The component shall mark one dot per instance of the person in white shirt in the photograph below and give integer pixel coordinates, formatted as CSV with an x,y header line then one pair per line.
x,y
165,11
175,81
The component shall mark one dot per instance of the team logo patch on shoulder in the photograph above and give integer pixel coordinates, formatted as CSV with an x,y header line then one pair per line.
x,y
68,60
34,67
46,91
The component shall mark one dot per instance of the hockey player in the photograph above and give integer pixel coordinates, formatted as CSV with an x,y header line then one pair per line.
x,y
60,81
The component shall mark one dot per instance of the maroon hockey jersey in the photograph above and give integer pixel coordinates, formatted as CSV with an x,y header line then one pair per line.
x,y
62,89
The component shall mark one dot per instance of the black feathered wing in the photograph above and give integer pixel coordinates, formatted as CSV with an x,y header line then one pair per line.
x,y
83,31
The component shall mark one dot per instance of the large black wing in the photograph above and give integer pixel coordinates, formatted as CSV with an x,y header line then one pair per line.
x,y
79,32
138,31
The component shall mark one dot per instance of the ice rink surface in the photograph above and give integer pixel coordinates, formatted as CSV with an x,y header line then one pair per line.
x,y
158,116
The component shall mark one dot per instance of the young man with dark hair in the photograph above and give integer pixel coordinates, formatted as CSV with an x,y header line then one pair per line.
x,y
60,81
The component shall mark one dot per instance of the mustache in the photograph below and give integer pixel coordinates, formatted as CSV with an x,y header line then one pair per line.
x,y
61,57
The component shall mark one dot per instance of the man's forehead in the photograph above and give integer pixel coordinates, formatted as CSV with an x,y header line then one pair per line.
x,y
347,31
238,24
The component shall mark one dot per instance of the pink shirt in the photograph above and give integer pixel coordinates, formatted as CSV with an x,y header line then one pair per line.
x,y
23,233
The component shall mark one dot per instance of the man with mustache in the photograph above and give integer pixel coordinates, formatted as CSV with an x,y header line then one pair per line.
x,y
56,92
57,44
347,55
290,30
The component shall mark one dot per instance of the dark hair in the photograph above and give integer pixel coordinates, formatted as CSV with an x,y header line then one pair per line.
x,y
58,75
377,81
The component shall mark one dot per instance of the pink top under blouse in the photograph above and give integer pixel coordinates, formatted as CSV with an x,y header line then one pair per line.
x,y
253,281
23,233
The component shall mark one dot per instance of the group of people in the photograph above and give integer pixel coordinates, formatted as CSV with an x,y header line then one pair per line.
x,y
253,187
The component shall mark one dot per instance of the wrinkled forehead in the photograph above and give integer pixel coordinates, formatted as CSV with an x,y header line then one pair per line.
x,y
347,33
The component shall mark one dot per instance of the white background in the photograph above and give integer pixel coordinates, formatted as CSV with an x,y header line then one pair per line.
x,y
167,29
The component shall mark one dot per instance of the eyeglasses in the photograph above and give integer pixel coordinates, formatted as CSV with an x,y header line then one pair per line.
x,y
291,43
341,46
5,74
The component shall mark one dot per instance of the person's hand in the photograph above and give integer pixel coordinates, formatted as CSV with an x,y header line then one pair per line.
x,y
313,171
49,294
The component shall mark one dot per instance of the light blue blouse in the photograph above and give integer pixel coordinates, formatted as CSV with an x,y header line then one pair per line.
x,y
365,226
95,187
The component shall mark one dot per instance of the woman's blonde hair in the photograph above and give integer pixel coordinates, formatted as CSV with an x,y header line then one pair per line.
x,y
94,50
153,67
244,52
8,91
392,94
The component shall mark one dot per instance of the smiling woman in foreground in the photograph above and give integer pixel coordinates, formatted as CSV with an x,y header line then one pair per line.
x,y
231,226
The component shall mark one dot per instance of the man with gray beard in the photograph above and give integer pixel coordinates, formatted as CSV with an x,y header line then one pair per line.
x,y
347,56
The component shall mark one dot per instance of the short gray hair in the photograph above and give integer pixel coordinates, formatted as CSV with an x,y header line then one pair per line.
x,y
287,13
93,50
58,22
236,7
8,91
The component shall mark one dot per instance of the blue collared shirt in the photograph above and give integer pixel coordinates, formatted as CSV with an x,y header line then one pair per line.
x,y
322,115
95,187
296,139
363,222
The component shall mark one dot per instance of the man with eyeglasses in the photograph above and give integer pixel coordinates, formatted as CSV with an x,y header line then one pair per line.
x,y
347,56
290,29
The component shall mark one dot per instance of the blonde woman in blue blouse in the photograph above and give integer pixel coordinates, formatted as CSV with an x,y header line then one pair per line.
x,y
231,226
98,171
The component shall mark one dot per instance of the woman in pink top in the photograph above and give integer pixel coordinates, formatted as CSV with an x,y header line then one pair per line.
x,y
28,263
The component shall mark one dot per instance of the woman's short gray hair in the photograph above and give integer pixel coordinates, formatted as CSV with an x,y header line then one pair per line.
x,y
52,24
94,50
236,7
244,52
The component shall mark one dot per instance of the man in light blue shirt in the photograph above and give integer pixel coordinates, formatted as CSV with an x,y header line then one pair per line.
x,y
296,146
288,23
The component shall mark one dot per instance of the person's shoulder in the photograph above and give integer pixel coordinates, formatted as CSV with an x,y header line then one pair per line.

* * *

## Your assignment
Transcribe each record exactly. Leave nothing out.

## Exercise result
The component shall mark one dot per instance of the person in white shirt in the photograph below and give integer pixel coordinates, formatted as CSV with an x,y header line then one pair per line.
x,y
165,11
175,81
The component shall mark one dot per instance of the team logo patch on shoulder in the photograph above and give integer pixel coordinates, formatted as CSV with an x,y header line then one pair per line.
x,y
68,60
34,67
46,91
The component shall mark one dot per instance of the hockey player in the photograph above and give integer pixel coordinates, formatted as CSV with an x,y header line then one pair per line.
x,y
60,81
The component shall mark one dot per instance of the maroon hockey jersey in the photograph above and give integer pixel coordinates, formatted as CSV with an x,y header line then one pair per line.
x,y
62,89
The component shall mark one dot per instance of the black feathered wing in the photograph above and give integer pixel coordinates, formatted as CSV with an x,y header line then one pair per line.
x,y
83,31
The component shall mark one dot per instance of the large black wing in the photograph above and give integer pixel coordinates, formatted as CSV with an x,y header line then one pair per line.
x,y
79,32
138,31
The component shall mark one dot per instance of the ice rink surface in the photograph above and give integer pixel coordinates, formatted as CSV with an x,y header line then one pair per line.
x,y
158,116
The component shall mark one dot per instance of the young man with dark hair in the photograph above and give integer pixel coordinates, formatted as CSV with an x,y header line then one pair per line.
x,y
60,81
The component shall mark one dot per instance of the mustache in the photograph below and give integer pixel coordinates, formatted as CSV with an x,y header line then one pair per line.
x,y
61,57
The component shall mark one dot per instance of the man's forehead in the photograph above and give integer pixel coordinates, formatted as CSV with an x,y header line then one pair per line.
x,y
347,31
238,24
The component shall mark one dot per instance of the pink shirt in the photograph above and give integer pixel coordinates, formatted as CSV with an x,y header line then one pair per line.
x,y
23,233
The component shall mark one dot per instance of the man with mustache in the photograph above and give integer pixel coordinates, formatted as CSV with an x,y header line then one pair per line.
x,y
56,92
57,44
347,55
290,30
The component shall mark one dot per instance of the dark hair in the photograph above and give integer pixel coordinates, formatted as CSV with an x,y header line then one pair per line.
x,y
58,75
377,81
The component shall mark one dot per instance of the pink top under blouse in the photograph above and give integer pixel coordinates, formatted as CSV with an x,y header line then one pair per line.
x,y
253,281
23,233
The component shall mark one dot per instance of the group of people in the photograph above and give integer pixel coordinates, formatted as CSV with an x,y header line then one pair per line.
x,y
253,187
The component shall mark one dot per instance of the wrinkled forehead in the photograph above and give integer pixel coordinates, formatted as CSV with an x,y header line then one pair per line.
x,y
347,33
The component shall mark one dot per instance of the white background in the photograph above and give integer pixel coordinates, formatted as CSV with an x,y header line then one pair per line.
x,y
167,29
The component shall mark one dot per instance of the eyeglasses in the photograph above and give integer pixel coordinates, formatted as CSV with an x,y header line then one pair per line.
x,y
291,43
341,46
5,74
The component shall mark one dot per instance of the person's hand in the photograph above and give integer pixel coordinates, formatted as CSV with an x,y header line then one pair per line.
x,y
313,171
49,294
The component shall mark one dot per instance of the light blue blouse in the photograph above and give integer pixel coordinates, formatted as CSV with an x,y header line then one pair per line.
x,y
365,226
95,187
The component shall mark one dot per instance of the woman's blonde hair in the photograph above and give integer pixel coordinates, formatted as CSV with an x,y header line then one pair per line.
x,y
94,50
153,67
244,52
8,91
392,94
The component shall mark one dot per instance of the smiling woman in foreground in the photograph above and give integer pixel coordinates, formatted as CSV with an x,y header line then one pair per line.
x,y
231,226
The component shall mark one dot per instance of the man with gray beard in the photograph above and give integer pixel coordinates, formatted as CSV with an x,y header line then one pair per line.
x,y
347,56
The component shall mark one dot per instance of the short gray hair in the photograph above and give integer pixel coordinates, formatted as CSV with an x,y header line then one pair per line.
x,y
287,13
93,50
58,22
236,7
8,91
The component shall mark one dot per instance of the blue collared shirt in the photograph above and give integer pixel coordinates, formatted as CSV with an x,y header line then one pair per line.
x,y
322,115
95,187
296,139
363,222
The component shall mark one dot per instance of the man with eyeglasses in the photograph above and give integer pixel coordinates, formatted as CSV with an x,y header line then one pair per line.
x,y
347,56
290,29
The component shall mark one dot per instance of the blonde woman in blue blouse in the photograph above and give integer pixel coordinates, formatted as CSV with an x,y header line then one pair per line.
x,y
231,226
98,171
The component shall mark one dot per instance of the woman in pink top in the photograph above and give integer pixel coordinates, formatted as CSV with an x,y header line then one pair per line.
x,y
28,263
The component shall mark one dot per instance of the woman's short gray hair in the photograph above and give integer pixel coordinates, formatted as CSV with an x,y header line then one pair per line.
x,y
52,24
94,50
236,7
244,52
The component shall mark one dot per instance of the man in light blue shirt in the photograph above and give integer pixel coordinates, formatted as CSV with an x,y header line then one pair per line.
x,y
296,146
288,23
The component shall mark one dot per instance of the person's shoulder in the photograph above and give integer pixel coordinates, formatted as CSV with an x,y header line then one pair per line.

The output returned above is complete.